● **Set of tasks**:
1. Answer these questions about the article on sleep trackers, one per line:
(a) What term did Baron and colleagues coin?
(b) How many days of wearing a tracker does the article's test allow before you should be able to name a behavior that changed?
(c) How long after waking should morning alertness be judged?
2. Go on with the article on sleep trackers, starting right after its final sentence.

● **Excerpt**:
= = = = =

Self-quantification is a double-edged tool. The wearable industry sells "measure to improve"; the clinical literature documents a subset of users who measure themselves into worse outcomes.
The clinical phenomenon
Baron 2017 and colleagues coined the term "orthosomnia" after seeing patients in sleep clinic whose primary sleep complaint was driven by their tracker data. Presentation pattern:
- Patient reports "bad sleep" based on app metrics.
- Objective sleep (PSG, actigraphy independently) is often normal.
- Preoccupation with sleep quality scores creates anxiety that worsens sleep onset latency and increases awakenings.
- Attempts to "game" the tracker (earlier bedtime, sleep positions, supplements) fail to produce the expected score improvement.
- Cycle reinforces.
Chinoy 2021 documented the accuracy gap wearables have against polysomnography ( Chinoy et al. 2020, n=8 ): total sleep time accurate within ~5-15 min; stage classification mediocre; REM detection worst. Users anchor on the least-accurate numbers.
Sleep biology is mostly invariant to whether you track it: Besedovsky 2019 reviews how short sleep measurably suppresses immune function within 24 hours regardless of wearable interpretation ( Besedovsky et al. 2019 ). The biology does not care about your score.
The 90-day test
If you have worn a tracker for 90 days and cannot name a specific behavior that changed as a result, the tracker is not earning its keep. Stop wearing.
Examples of tracker-driven behavior changes that pass the test:
- Learned alcohol within 4h of bed crashes HRV and REM. Stopped drinking on training nights.
- Noticed step count below 4,000 on weekends. Committed to Saturday morning walks.
- Observed HRV crash 2 days before perceived illness. Use as early-warning for deload.
Examples that fail the test:
- Check the score every morning; feel good or bad depending; no action.
- Go to bed 15 min earlier on weekends; score doesn't change; conclude tracker is broken.
- Buy apigenin, magnesium, glycine stack based on "deep sleep minutes" read; stop after 4 weeks without noticeable change.
Better heuristics than sleep score
Subjective sleep pressure before bed. If you're drowsy, you slept short or badly. If you're alert, you probably slept enough, regardless of the wearable's verdict.
Morning alertness 30 min after waking. Groggy after caffeine + morning light = sleep debt. Normal = baseline OK.
Training performance. If you're hitting expected loads in the gym, recovery is adequate regardless of score.
Hunger pattern. Consistent excessive morning hunger often signals under-sleep more reliably than a tracker metric.

= = = = =

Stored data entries
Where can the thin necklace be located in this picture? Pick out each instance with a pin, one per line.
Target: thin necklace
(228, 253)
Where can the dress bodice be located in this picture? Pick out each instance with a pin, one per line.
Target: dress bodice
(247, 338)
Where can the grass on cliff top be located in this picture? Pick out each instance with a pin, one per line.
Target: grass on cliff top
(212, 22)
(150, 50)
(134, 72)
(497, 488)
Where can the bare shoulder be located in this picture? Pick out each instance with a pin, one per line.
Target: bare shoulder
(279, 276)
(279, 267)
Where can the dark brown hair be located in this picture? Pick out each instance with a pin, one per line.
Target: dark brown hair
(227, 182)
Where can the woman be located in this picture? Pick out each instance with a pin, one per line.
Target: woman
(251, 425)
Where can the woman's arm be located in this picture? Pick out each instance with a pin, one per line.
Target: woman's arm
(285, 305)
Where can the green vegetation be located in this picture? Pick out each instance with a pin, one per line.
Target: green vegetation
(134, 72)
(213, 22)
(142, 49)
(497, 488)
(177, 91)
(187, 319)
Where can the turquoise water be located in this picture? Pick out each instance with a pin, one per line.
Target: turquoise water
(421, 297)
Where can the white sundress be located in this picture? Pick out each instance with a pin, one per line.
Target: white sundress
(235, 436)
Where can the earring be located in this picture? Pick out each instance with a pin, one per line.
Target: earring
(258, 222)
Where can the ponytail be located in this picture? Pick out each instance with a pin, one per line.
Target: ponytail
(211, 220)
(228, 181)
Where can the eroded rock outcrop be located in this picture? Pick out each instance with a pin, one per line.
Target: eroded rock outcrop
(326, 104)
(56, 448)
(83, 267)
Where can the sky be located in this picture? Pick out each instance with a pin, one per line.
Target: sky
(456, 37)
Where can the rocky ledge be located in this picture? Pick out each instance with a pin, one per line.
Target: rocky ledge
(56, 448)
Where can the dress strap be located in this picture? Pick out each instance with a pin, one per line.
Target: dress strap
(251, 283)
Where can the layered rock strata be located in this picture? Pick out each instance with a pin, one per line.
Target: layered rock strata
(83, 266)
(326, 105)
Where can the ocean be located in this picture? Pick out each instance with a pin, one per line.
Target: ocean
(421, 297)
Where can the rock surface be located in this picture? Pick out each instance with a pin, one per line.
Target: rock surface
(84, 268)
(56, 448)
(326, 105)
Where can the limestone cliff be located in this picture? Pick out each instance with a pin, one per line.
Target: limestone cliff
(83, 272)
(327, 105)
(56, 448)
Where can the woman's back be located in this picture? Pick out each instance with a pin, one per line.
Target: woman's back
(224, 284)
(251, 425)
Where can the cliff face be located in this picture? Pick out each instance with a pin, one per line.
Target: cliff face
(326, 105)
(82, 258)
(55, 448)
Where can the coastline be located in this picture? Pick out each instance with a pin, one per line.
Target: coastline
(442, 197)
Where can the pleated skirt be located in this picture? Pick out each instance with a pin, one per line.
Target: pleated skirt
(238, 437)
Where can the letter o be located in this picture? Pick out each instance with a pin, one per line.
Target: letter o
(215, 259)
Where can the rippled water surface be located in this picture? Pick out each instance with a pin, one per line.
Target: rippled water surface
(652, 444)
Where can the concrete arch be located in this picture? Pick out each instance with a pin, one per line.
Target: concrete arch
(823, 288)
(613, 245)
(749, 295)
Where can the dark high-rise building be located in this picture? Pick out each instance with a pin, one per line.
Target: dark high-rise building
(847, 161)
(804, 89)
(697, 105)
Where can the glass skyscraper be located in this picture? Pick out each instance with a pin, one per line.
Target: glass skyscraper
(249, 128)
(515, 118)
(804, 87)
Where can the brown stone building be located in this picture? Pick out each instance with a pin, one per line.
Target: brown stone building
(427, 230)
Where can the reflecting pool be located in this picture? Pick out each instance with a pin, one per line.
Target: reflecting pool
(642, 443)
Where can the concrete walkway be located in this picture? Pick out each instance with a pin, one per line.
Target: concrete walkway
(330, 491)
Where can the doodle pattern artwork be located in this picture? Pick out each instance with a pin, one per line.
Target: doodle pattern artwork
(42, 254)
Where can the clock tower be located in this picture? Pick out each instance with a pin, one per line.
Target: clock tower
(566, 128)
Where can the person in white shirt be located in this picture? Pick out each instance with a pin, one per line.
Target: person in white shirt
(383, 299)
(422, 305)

= = = = =

● **Answers**:
1.
(a) Orthosomnia
(b) 90 days
(c) 30 minutes

2.
When a tracker pays off
- Chronic insomniacs under CBT-I: objective sleep logging valuable for therapy homework.
- Shift workers: circadian drift tracking genuinely useful.
- Athletes with structured periodization: HRV-driven deload decisions (see HRV-Guided Training).
- Someone investigating a specific intervention: 30-day wearable trial, then stop. Not a permanent lifestyle fixture.
When it doesn't pay off
- Casual users who wear it "in case it's useful".
- People prone to health anxiety generally.
- Anyone who has started supplementing based on stage minutes without changing the behavioral basics (see Sleep Hygiene Ranked).
The quantified self paradox
The data-rich lifestyle only works if you act on the data. Most humans do not. Measuring without acting increases awareness of all the things wrong with you without changing any of them. This can cause negative utility even when the data is accurate.
The fix is either:
- Commit to decision rules before wearing. Write down what you'll change if metric X moves beyond threshold Y.
- Stop wearing. Accept your body's direct signal (energy, mood, performance) as the feedback loop.
Counter-view
Casey Means and Levels argue continuous biometric awareness durably changes food and lifestyle choices; plausible for a subset of high-engagement users. Andrew Huberman advocates aggressive tracking protocols; fine for him, fails for many. Data scientists skeptical of consumer wearable accuracy (Kenneth Chang, Thomas Goetz) argue most consumer health data is too noisy to drive individual decisions. The empirical middle: tracking helps people who use tracking to drive decisions, harms people who use tracking to drive anxiety.